### Stored data entries
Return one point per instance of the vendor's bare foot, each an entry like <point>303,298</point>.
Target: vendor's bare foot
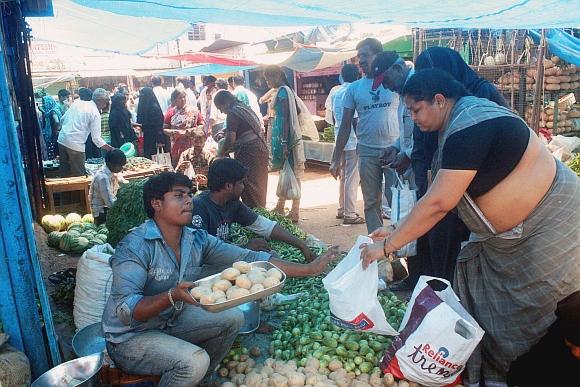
<point>265,328</point>
<point>321,263</point>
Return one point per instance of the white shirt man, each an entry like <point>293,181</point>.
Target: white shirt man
<point>81,119</point>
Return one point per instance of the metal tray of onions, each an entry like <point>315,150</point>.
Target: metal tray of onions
<point>237,285</point>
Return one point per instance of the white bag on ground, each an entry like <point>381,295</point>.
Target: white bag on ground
<point>404,199</point>
<point>93,285</point>
<point>352,294</point>
<point>288,186</point>
<point>437,336</point>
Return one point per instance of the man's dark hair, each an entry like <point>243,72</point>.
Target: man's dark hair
<point>63,93</point>
<point>156,80</point>
<point>239,80</point>
<point>424,84</point>
<point>176,93</point>
<point>159,185</point>
<point>115,157</point>
<point>208,79</point>
<point>222,171</point>
<point>350,73</point>
<point>383,61</point>
<point>85,94</point>
<point>373,44</point>
<point>221,84</point>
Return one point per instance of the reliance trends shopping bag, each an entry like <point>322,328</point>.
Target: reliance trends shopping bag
<point>436,337</point>
<point>404,199</point>
<point>352,294</point>
<point>288,186</point>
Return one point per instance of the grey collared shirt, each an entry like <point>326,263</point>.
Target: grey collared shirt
<point>144,265</point>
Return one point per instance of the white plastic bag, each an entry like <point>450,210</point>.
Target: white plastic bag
<point>93,285</point>
<point>288,186</point>
<point>307,125</point>
<point>437,336</point>
<point>352,294</point>
<point>403,201</point>
<point>162,158</point>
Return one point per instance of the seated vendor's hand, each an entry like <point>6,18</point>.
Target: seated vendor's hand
<point>258,244</point>
<point>183,166</point>
<point>334,169</point>
<point>389,155</point>
<point>375,251</point>
<point>381,233</point>
<point>181,293</point>
<point>400,163</point>
<point>201,179</point>
<point>308,254</point>
<point>320,264</point>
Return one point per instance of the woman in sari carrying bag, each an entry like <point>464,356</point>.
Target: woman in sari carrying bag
<point>179,123</point>
<point>521,206</point>
<point>287,142</point>
<point>244,136</point>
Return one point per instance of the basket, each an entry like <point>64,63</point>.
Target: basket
<point>128,149</point>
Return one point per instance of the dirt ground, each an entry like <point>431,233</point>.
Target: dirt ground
<point>317,217</point>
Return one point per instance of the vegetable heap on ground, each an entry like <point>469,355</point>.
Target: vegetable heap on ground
<point>574,164</point>
<point>127,211</point>
<point>78,233</point>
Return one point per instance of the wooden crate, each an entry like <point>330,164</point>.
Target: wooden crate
<point>56,190</point>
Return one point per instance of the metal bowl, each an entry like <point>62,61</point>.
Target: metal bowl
<point>251,312</point>
<point>89,340</point>
<point>77,372</point>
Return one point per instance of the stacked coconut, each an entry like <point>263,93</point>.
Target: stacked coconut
<point>557,76</point>
<point>567,119</point>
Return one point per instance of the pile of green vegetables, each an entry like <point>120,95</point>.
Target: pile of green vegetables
<point>328,134</point>
<point>574,164</point>
<point>127,211</point>
<point>307,331</point>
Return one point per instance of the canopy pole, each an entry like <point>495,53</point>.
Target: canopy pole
<point>539,83</point>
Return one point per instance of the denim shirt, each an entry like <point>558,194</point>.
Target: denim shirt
<point>144,265</point>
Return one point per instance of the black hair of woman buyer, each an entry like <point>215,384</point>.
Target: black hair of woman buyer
<point>521,206</point>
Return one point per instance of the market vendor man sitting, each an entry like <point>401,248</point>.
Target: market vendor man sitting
<point>217,208</point>
<point>151,323</point>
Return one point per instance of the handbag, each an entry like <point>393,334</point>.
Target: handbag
<point>162,158</point>
<point>403,201</point>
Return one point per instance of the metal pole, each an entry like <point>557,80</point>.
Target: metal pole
<point>539,83</point>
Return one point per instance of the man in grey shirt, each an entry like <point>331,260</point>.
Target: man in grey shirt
<point>152,324</point>
<point>376,130</point>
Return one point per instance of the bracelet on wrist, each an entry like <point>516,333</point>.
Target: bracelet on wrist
<point>177,305</point>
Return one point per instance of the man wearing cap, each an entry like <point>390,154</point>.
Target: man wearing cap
<point>393,72</point>
<point>377,129</point>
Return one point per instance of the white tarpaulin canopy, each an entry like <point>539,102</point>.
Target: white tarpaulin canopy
<point>80,26</point>
<point>523,14</point>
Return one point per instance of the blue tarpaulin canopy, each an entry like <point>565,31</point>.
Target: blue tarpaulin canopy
<point>522,14</point>
<point>562,44</point>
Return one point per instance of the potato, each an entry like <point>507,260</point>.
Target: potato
<point>236,292</point>
<point>242,266</point>
<point>207,299</point>
<point>199,291</point>
<point>256,288</point>
<point>270,282</point>
<point>230,274</point>
<point>222,285</point>
<point>273,272</point>
<point>257,277</point>
<point>243,282</point>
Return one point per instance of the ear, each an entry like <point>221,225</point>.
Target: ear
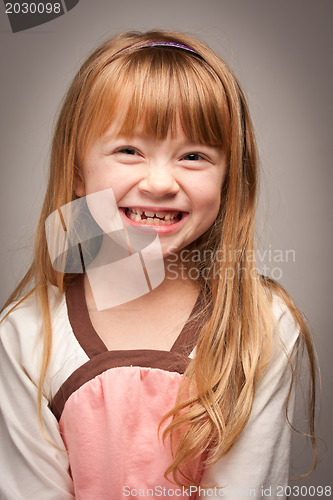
<point>78,183</point>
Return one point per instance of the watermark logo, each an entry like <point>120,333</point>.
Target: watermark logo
<point>88,235</point>
<point>24,15</point>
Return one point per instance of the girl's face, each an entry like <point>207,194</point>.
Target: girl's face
<point>172,185</point>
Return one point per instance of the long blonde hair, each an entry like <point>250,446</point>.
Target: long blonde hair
<point>157,86</point>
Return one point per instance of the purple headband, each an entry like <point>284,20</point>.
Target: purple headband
<point>173,45</point>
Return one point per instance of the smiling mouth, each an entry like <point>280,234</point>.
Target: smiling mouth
<point>154,218</point>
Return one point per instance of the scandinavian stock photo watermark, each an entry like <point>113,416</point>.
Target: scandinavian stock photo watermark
<point>264,491</point>
<point>194,264</point>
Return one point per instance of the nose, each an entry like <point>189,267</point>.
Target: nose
<point>159,182</point>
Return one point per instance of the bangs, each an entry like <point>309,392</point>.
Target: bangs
<point>157,90</point>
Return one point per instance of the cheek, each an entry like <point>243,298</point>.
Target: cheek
<point>208,199</point>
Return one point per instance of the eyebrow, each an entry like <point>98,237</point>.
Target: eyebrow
<point>110,137</point>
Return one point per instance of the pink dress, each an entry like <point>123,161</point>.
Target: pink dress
<point>109,410</point>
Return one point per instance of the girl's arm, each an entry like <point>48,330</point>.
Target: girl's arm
<point>257,466</point>
<point>30,466</point>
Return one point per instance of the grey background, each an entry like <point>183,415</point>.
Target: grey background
<point>281,51</point>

### ACTIVITY
Leave the images out and transcribe the remaining data above word for word.

### ANSWER SECTION
Return one point per instance of the vendor's bare foot, each an entry like <point>303,298</point>.
Target: vendor's bare foot
<point>265,328</point>
<point>321,263</point>
Return one point per instance of the white shirt man, each an entry like <point>293,181</point>.
Target: white shirt man
<point>81,119</point>
Return one point per instance of the metal tray of onions, each an entry like <point>315,150</point>.
Target: metal tray of onions
<point>237,285</point>
Return one point per instance of the white bag on ground, each an entry like <point>381,295</point>.
Target: white bag on ground
<point>404,199</point>
<point>93,285</point>
<point>352,294</point>
<point>288,186</point>
<point>437,336</point>
Return one point per instance of the man's dark hair, each an entry like <point>243,72</point>.
Target: man's dark hair
<point>63,93</point>
<point>156,80</point>
<point>239,80</point>
<point>424,84</point>
<point>176,93</point>
<point>159,185</point>
<point>115,157</point>
<point>208,79</point>
<point>222,171</point>
<point>350,73</point>
<point>383,61</point>
<point>85,94</point>
<point>373,44</point>
<point>221,84</point>
Return one point per instance of the reliance trends shopping bag, each an entry like <point>322,328</point>.
Target: reliance trends shopping bag
<point>436,337</point>
<point>404,199</point>
<point>352,294</point>
<point>288,186</point>
Return one point per instance of the grey collared shirt, each an entry like <point>326,263</point>.
Target: grey collared shirt
<point>144,265</point>
Return one point per instance of the white plastic bag, each an entry like <point>450,210</point>.
Target: white plastic bag
<point>93,285</point>
<point>288,186</point>
<point>307,125</point>
<point>437,336</point>
<point>352,294</point>
<point>403,201</point>
<point>162,158</point>
Return one point per instance of the seated vendor's hand, each an entry like <point>6,18</point>.
Target: seated vendor's hand
<point>258,244</point>
<point>183,166</point>
<point>334,169</point>
<point>389,155</point>
<point>375,251</point>
<point>381,233</point>
<point>181,293</point>
<point>400,163</point>
<point>201,179</point>
<point>308,254</point>
<point>320,264</point>
Return one point per instance of the woman in sari carrying bag, each an entry like <point>464,356</point>.
Target: woman in sari carrying bag
<point>179,123</point>
<point>521,206</point>
<point>287,142</point>
<point>244,136</point>
Return one point per instance of the basket, each an entry like <point>64,63</point>.
Target: basket
<point>128,149</point>
Return one point per instance of the dirt ground, each an entry like <point>431,233</point>.
Target: dirt ground
<point>317,217</point>
Return one point per instance of the vegetable heap on ground, each an entry like <point>469,355</point>.
Target: vegetable heap on ground
<point>574,164</point>
<point>127,211</point>
<point>78,233</point>
Return one point per instance of the wooden crate, each an entry like <point>330,164</point>.
Target: wooden crate
<point>56,190</point>
Return one point per instance of the metal bowl, each an entry like <point>62,61</point>.
Target: metal bowl
<point>251,312</point>
<point>89,340</point>
<point>77,372</point>
Return one point per instance of the stacked coconut, each an entry like <point>263,93</point>.
Target: stacked coconut
<point>557,76</point>
<point>567,119</point>
Return one point per instance of the pile of green vegetables, each an entry like <point>120,95</point>.
Target: pile of green vegetables
<point>328,134</point>
<point>574,164</point>
<point>127,211</point>
<point>307,331</point>
Return one point per instance of the canopy pole, each an entry like <point>495,53</point>.
Target: canopy pole
<point>539,83</point>
Return one point per instance of the denim shirt, each an entry like <point>558,194</point>.
Target: denim shirt
<point>144,265</point>
Return one point per instance of the black hair of woman buyer, each an entry like <point>215,384</point>.
Target: black hair of woman buyer
<point>521,206</point>
Return one point per instance of the market vendor man sitting, each an entry like <point>401,248</point>.
Target: market vendor man sitting
<point>217,208</point>
<point>151,323</point>
Return one point per instance of the handbag, each an entry like <point>393,334</point>.
Target: handbag
<point>162,158</point>
<point>403,201</point>
Return one point per instance of the metal pole, each an entry like <point>557,80</point>.
Target: metal pole
<point>539,83</point>
Return one point per instance of the man in grey shirt, each an entry like <point>331,260</point>.
Target: man in grey shirt
<point>152,324</point>
<point>376,130</point>
Return one point per instance of the bracelet on wrist, each an entry like <point>516,333</point>.
Target: bracelet on wrist
<point>177,305</point>
Return one point per instance of the man wearing cap, each an entry like <point>390,154</point>.
Target: man wearing cap
<point>393,72</point>
<point>377,129</point>
Return one point per instance of the white tarpaulin canopy, each an entry like <point>539,102</point>.
Target: white tarpaulin canopy
<point>80,26</point>
<point>523,14</point>
Return one point per instance of the blue tarpaulin canopy, each an entry like <point>565,31</point>.
Target: blue tarpaulin canopy
<point>522,14</point>
<point>562,44</point>
Return one point per instance of the potato, each an entry like <point>507,260</point>.
Target: potato
<point>236,292</point>
<point>242,266</point>
<point>207,299</point>
<point>199,291</point>
<point>256,288</point>
<point>270,282</point>
<point>230,274</point>
<point>222,285</point>
<point>273,272</point>
<point>257,277</point>
<point>243,282</point>
Return one point per instance of the ear, each an entry like <point>221,225</point>.
Target: ear
<point>78,183</point>
Return one point per instance of the watermark logo, each an entry like <point>120,333</point>.
Target: watermark logo
<point>88,235</point>
<point>24,15</point>
Return one point per instance of the girl's face, each an entry like <point>207,194</point>.
Target: girl's face
<point>172,185</point>
Return one point per instance of the long blonde hair, each an entry like <point>250,446</point>.
Target: long blonde hair
<point>157,86</point>
Return one point per instance of the purple headband, each an entry like <point>284,20</point>.
Target: purple headband
<point>173,45</point>
Return one point per instance of the smiling mouth, each an entry like <point>280,234</point>.
Target: smiling mouth
<point>154,218</point>
Return one point per instance of the scandinavian stock photo watermark, each an entry like <point>113,416</point>.
Target: scandinavian stock photo watermark
<point>264,491</point>
<point>194,264</point>
Return one point per instance of the nose, each an entry like <point>189,267</point>.
Target: nose
<point>159,182</point>
Return one point per instance of the bangs, each an entry like <point>309,392</point>.
Target: bangs
<point>157,90</point>
Return one point per instance of the cheek, each an entry like <point>243,298</point>.
Target: cheek
<point>208,199</point>
Return one point per instance of the eyebrow, each an entry like <point>98,237</point>.
Target: eyebrow
<point>110,137</point>
Return one point per instance of the pink dress, each an entry like <point>123,161</point>.
Target: pink dress
<point>109,410</point>
Return one point per instance of the girl's arm, each an entry like <point>48,330</point>.
Target: girl's arm
<point>257,466</point>
<point>30,466</point>
Return one point per instance of the grey background, each an entry like <point>183,415</point>.
Target: grey background
<point>281,51</point>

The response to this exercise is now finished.